▶ **Task prompt**: Please reproduce the rows below word for word, leaving out the pictures.

▶ **Data provided**:
## start

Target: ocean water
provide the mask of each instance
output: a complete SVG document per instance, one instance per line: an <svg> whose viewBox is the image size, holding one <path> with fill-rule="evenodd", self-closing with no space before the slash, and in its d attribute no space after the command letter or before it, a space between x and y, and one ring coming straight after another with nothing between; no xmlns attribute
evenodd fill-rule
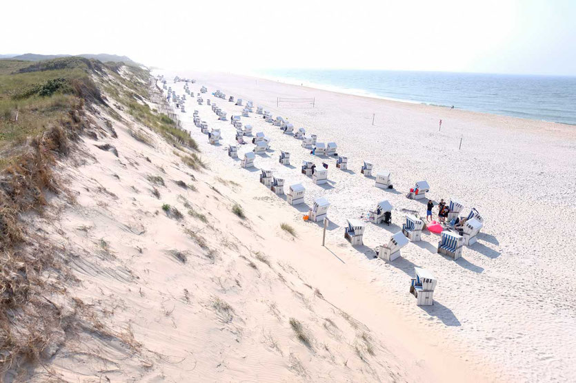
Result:
<svg viewBox="0 0 576 383"><path fill-rule="evenodd" d="M361 96L576 125L576 77L303 69L257 74Z"/></svg>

## end

▶ **Complete answer**:
Target: ocean water
provide the mask of each instance
output: a complete SVG document per instance, one instance per line: an <svg> whose viewBox is the image size, holding one <path> with fill-rule="evenodd", self-closing with no space before the slash, and in its d attribute no space after the command letter or before it, a space between x and y, and one ring coming straight after another with nothing between; no xmlns attribute
evenodd fill-rule
Result:
<svg viewBox="0 0 576 383"><path fill-rule="evenodd" d="M361 96L576 125L576 77L303 69L257 74Z"/></svg>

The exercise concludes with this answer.